# Work to do
Convert the entries that follow into a JSON list of strings, one string per line, with blank lines dropped. Leave the pictures out of the result.

>> Start Stored records

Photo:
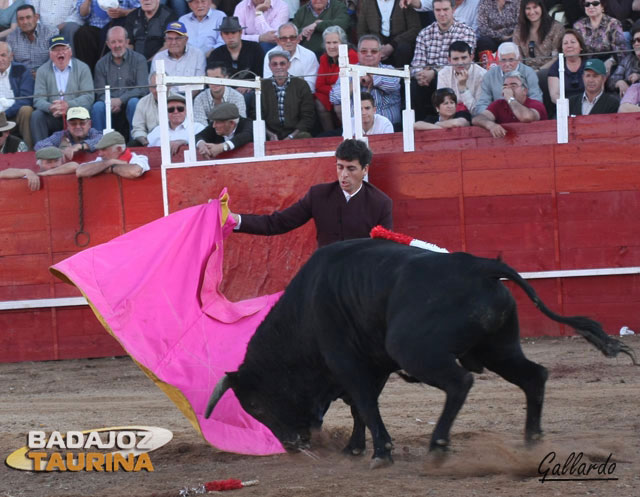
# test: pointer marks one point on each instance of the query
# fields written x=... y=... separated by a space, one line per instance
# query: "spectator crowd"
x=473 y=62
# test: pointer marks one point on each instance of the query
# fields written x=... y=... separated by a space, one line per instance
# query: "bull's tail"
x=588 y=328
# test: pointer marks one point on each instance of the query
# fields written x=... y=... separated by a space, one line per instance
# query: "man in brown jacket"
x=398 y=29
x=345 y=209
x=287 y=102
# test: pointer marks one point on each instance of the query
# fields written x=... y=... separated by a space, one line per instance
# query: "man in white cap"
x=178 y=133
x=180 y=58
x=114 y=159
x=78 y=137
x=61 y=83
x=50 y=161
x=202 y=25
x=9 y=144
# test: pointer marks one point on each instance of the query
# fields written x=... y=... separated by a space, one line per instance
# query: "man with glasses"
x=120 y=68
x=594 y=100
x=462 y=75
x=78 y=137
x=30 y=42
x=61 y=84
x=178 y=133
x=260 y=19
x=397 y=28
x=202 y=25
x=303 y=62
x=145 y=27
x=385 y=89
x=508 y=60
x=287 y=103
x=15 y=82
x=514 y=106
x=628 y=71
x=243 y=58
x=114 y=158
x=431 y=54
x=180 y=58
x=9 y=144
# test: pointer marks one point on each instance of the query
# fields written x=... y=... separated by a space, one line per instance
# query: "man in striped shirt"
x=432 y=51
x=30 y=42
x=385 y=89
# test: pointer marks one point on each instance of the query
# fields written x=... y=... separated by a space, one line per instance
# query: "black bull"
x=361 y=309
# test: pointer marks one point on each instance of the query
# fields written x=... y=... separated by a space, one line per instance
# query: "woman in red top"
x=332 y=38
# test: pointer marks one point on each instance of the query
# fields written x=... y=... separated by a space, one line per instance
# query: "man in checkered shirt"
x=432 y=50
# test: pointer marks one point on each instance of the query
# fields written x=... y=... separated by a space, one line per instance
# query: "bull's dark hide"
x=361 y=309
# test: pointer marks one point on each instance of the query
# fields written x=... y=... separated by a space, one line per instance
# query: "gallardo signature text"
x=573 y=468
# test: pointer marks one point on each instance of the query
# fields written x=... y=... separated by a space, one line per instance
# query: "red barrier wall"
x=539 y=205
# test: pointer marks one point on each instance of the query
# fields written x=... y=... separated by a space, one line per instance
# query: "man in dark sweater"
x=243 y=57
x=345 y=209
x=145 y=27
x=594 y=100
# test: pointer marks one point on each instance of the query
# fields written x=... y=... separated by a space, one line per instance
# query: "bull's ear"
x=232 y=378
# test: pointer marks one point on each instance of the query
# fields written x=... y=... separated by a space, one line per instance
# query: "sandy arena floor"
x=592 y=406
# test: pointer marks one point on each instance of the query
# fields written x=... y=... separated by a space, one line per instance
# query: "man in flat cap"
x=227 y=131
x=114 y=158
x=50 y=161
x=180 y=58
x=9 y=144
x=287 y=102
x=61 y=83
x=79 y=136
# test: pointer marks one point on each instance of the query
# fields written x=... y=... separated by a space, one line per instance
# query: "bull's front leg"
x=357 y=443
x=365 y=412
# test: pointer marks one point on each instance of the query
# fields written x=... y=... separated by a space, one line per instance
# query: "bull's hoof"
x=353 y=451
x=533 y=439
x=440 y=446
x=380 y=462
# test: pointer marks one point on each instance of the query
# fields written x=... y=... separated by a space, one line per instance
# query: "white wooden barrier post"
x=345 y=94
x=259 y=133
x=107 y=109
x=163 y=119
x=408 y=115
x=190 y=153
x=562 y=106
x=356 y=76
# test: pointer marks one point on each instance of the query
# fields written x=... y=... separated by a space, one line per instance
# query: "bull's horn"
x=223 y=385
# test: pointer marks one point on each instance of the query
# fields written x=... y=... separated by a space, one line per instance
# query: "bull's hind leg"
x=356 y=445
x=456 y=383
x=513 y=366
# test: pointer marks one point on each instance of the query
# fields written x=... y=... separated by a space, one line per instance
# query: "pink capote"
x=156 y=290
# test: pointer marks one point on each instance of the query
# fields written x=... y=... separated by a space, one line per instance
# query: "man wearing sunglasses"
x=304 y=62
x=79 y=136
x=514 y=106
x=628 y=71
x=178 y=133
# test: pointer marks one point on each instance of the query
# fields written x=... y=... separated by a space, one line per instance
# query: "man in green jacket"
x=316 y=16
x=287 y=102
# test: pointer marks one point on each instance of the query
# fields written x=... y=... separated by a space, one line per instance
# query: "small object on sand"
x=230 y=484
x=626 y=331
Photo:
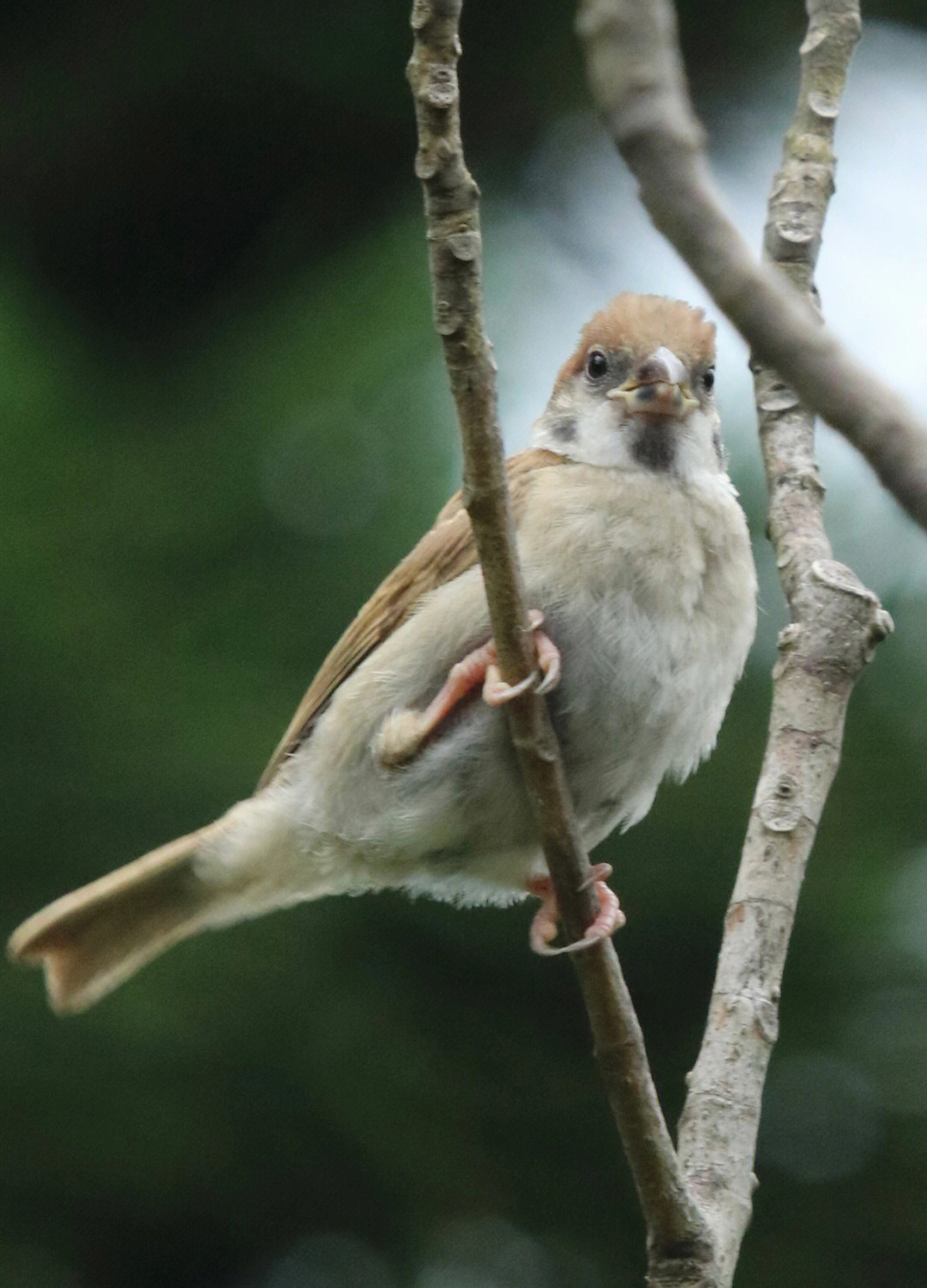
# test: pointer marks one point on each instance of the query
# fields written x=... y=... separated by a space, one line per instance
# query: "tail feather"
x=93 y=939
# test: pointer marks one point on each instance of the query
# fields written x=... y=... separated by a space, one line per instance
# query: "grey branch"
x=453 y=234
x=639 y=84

>> End Stored records

# In response
[
  "Photo:",
  "# test: pointer marks one point on each instance of the query",
  "# fields written x=... y=... separated by a space, one line per instance",
  "# query: \"spectator crowd\"",
  "x=473 y=62",
  "# test: pointer marks one point on each instance of the query",
  "# fields written x=... y=... separated by a space, one line per instance",
  "# query: \"bull's tail\"",
  "x=588 y=328",
  "# test: pointer marks one point on each instance of the query",
  "# fields written x=... y=... separated by a space, one line per instance",
  "# query: \"man in brown jacket\"",
  "x=398 y=29",
  "x=345 y=209",
  "x=287 y=102",
  "# test: pointer marks one point on each instance of the query",
  "# fields written x=... y=... separated by a space, one line per instance",
  "# query: \"man in white cap\"",
  "x=178 y=133",
  "x=180 y=58",
  "x=114 y=159",
  "x=78 y=137",
  "x=61 y=83",
  "x=50 y=161",
  "x=202 y=25",
  "x=9 y=144",
  "# test: pointer marks one point on each instance of the query",
  "# fields written x=... y=... separated by a space, one line per instance",
  "# query: \"man with glasses\"",
  "x=120 y=68",
  "x=594 y=100",
  "x=462 y=75",
  "x=78 y=137",
  "x=30 y=42",
  "x=61 y=84",
  "x=178 y=133",
  "x=260 y=19",
  "x=397 y=28",
  "x=202 y=25",
  "x=303 y=62",
  "x=145 y=27",
  "x=385 y=89",
  "x=508 y=60",
  "x=287 y=103",
  "x=15 y=82",
  "x=514 y=106",
  "x=628 y=71",
  "x=243 y=58",
  "x=114 y=158",
  "x=431 y=54",
  "x=180 y=58",
  "x=9 y=144",
  "# test: pointer marks one point on each instance of the query",
  "# fields written x=... y=... separated by a space, one line per instance",
  "# query: \"man in striped shirt\"",
  "x=432 y=51",
  "x=30 y=42",
  "x=385 y=89",
  "# test: pointer marks one point on each instance of the query",
  "# fields written x=... y=... separated by a space, one line per instance",
  "# query: \"black bull\"",
  "x=361 y=309",
  "# test: pointer marks one point on each instance of the query",
  "# fields written x=... y=... separated by a space, one line per instance",
  "# query: \"woman in red top\"",
  "x=332 y=38",
  "# test: pointer marks one point on each instance of the query",
  "# fields written x=... y=... separated by a space, one line per instance",
  "# query: \"man in checkered shirt\"",
  "x=432 y=50",
  "# test: pointer marks one point on each instance of the query",
  "# fields written x=... y=... separated by a space, one line per instance",
  "# query: \"bull's dark hide\"",
  "x=361 y=309",
  "# test: pointer marks one point on each instance of the query",
  "# fields written x=... y=... separated by a space, one line per instance",
  "# query: \"gallardo signature text\"",
  "x=573 y=468",
  "# test: pointer marks one point on each instance of the query",
  "# fields written x=... y=... separated by a space, one line per instance",
  "# query: \"red barrier wall\"",
  "x=539 y=205",
  "# test: pointer marks one point on each instance of the query",
  "# fields written x=... y=... separated by a space, one line per instance",
  "# query: \"man in dark sweater\"",
  "x=243 y=57",
  "x=345 y=209",
  "x=145 y=27",
  "x=594 y=100",
  "# test: pointer marks one point on each instance of the query",
  "# fields written x=... y=... separated by a space, one line per instance",
  "# query: \"bull's ear\"",
  "x=232 y=378",
  "# test: pointer marks one point on each instance of the query",
  "# fields written x=... y=... separated by a space, one line per instance",
  "# query: \"sandy arena floor\"",
  "x=592 y=406",
  "# test: pointer marks one point on each instance of the query",
  "# fields written x=... y=... separated by a space, one line per instance",
  "# query: \"man in flat cap\"",
  "x=227 y=131",
  "x=114 y=158",
  "x=50 y=161",
  "x=180 y=58",
  "x=9 y=144",
  "x=287 y=102",
  "x=61 y=83",
  "x=79 y=136",
  "# test: pointer marks one point on each instance of the query",
  "# fields written x=... y=... separated by a space, one line per instance",
  "# query: \"bull's front leg\"",
  "x=357 y=443",
  "x=365 y=412",
  "# test: pointer marks one point on each instance of the query",
  "# fields written x=... y=... separated by a space, one line per instance",
  "# query: \"bull's hoof\"",
  "x=353 y=451",
  "x=533 y=439",
  "x=440 y=446",
  "x=380 y=462",
  "# test: pointer marks one point on each instance of the query",
  "# fields written x=... y=... separated by a space, one line per instance",
  "# query: \"white wooden barrier post\"",
  "x=345 y=94",
  "x=259 y=133",
  "x=107 y=109",
  "x=163 y=119",
  "x=408 y=115",
  "x=190 y=153",
  "x=562 y=106",
  "x=356 y=76",
  "# test: pointer marks one point on each instance of the query",
  "# fields written x=... y=... separated by a space, one line per instance",
  "# query: \"bull's horn\"",
  "x=223 y=385",
  "# test: pointer marks one point on each instance of the query",
  "# fields written x=... y=... separated by a space, one line per instance",
  "# query: \"bull's hind leg\"",
  "x=356 y=445",
  "x=456 y=383",
  "x=513 y=366",
  "# test: pointer marks one point on each instance of the query",
  "# fields written x=... y=... separated by a space, one line per instance",
  "# query: \"pink capote\"",
  "x=156 y=290",
  "# test: pointer marks one point on each instance of the query",
  "# fields written x=... y=... separated by a space, one line per instance",
  "# query: \"man wearing sunglasses\"",
  "x=304 y=62",
  "x=79 y=136",
  "x=514 y=106",
  "x=628 y=71",
  "x=178 y=133",
  "# test: pointer marks one point on each instance of the query",
  "# fields written x=... y=... separated by a space, one line per instance",
  "# query: \"man in green jacket\"",
  "x=316 y=16",
  "x=287 y=102",
  "# test: pointer marks one point on each instance of the query",
  "# fields written x=... y=... separated by a space, one line per instance",
  "# query: \"small object on sand\"",
  "x=230 y=484",
  "x=626 y=331",
  "Photo:",
  "# test: pointer marks one point on each instance of the query",
  "# fields written x=... y=... separated by a space, one line per instance",
  "# query: \"tail feather\"",
  "x=93 y=939",
  "# test: pointer marks one point on each instance of the query",
  "# fields written x=... y=... separated by a space, one line per instance",
  "# query: \"grey branch\"",
  "x=453 y=234",
  "x=639 y=84"
]